■ **REQUIRED WORK**:
Go through the lines below and copy each one that holds the string "flag".

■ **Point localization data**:
=== Section Start ===

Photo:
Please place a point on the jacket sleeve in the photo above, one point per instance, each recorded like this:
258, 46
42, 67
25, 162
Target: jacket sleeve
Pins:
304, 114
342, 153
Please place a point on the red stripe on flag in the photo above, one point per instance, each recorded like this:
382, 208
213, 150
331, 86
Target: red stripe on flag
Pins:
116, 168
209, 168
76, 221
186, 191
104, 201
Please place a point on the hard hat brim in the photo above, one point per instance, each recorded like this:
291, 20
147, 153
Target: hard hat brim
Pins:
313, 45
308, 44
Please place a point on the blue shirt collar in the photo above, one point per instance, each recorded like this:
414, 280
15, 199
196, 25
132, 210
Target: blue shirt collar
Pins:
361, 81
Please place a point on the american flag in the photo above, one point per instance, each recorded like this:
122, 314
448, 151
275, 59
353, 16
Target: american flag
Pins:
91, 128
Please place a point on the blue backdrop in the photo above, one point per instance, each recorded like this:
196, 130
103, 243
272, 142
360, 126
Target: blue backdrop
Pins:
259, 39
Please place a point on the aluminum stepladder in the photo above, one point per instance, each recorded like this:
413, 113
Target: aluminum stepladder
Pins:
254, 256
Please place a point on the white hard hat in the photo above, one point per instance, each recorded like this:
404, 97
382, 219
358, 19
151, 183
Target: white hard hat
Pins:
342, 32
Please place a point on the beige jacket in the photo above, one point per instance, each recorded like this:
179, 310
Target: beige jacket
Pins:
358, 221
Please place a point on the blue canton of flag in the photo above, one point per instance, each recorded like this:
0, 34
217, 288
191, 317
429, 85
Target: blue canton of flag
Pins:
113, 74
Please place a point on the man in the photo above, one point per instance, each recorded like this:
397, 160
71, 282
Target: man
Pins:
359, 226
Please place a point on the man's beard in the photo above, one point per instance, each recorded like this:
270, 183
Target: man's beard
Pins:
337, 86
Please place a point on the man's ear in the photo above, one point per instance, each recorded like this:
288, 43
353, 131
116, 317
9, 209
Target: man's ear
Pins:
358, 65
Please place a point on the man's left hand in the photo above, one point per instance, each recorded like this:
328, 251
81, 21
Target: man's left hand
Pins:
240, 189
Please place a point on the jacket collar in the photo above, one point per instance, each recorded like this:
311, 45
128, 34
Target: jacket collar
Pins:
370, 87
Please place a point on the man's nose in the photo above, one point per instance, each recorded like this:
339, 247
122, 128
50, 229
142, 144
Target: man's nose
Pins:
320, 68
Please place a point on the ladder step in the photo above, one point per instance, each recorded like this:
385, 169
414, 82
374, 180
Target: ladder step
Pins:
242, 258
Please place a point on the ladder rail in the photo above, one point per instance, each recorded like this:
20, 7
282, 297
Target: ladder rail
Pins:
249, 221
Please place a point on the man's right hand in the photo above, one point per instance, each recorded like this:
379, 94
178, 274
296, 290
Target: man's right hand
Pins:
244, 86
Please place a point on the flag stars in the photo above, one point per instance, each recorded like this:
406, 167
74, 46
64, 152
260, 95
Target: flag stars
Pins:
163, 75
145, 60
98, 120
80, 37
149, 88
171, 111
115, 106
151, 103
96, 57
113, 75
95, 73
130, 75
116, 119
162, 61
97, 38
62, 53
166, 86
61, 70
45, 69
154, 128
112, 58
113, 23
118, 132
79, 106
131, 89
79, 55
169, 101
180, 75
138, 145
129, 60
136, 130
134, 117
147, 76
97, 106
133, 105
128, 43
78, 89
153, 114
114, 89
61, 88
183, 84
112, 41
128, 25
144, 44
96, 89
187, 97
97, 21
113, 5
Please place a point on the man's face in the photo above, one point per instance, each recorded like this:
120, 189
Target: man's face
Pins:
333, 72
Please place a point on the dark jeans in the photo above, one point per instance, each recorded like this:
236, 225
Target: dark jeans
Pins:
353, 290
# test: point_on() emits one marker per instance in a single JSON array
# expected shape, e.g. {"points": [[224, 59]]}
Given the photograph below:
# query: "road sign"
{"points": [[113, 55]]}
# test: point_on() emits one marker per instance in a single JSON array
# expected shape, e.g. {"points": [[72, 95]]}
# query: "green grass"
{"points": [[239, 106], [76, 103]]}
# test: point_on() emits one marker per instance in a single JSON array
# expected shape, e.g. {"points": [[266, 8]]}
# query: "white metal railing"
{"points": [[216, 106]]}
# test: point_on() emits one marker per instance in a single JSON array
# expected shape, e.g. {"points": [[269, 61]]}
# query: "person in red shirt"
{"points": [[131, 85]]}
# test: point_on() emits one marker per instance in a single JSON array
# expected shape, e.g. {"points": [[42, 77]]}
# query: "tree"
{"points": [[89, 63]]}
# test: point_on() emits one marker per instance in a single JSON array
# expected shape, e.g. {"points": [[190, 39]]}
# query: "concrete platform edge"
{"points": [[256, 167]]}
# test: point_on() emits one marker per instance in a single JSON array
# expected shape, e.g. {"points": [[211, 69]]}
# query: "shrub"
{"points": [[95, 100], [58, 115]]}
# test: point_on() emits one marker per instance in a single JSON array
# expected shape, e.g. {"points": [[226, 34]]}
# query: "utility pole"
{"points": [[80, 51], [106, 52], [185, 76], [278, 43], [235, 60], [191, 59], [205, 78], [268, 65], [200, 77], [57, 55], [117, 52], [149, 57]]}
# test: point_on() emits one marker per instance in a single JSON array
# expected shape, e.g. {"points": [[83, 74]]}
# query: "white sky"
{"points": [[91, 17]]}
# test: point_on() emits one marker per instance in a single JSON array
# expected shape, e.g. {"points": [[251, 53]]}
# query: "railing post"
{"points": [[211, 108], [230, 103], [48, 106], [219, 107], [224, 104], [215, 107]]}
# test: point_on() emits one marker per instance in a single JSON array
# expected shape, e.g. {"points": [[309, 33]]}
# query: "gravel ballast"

=== Section End ===

■ **EXERCISE RESULT**:
Please place a point on the red stripe on flag in the photo above, one point per instance, each recorded like this:
Target: red stripe on flag
Please place a point on the american flag in the photo above, one point per instance, each recorded like this:
Target: american flag
Please place a point on the blue canton of flag in the photo above, one point per instance, each recorded like this:
Target: blue canton of flag
Please place a point on the flag stars in the photo above, one point per instance, each recorded like this:
Target: flag stars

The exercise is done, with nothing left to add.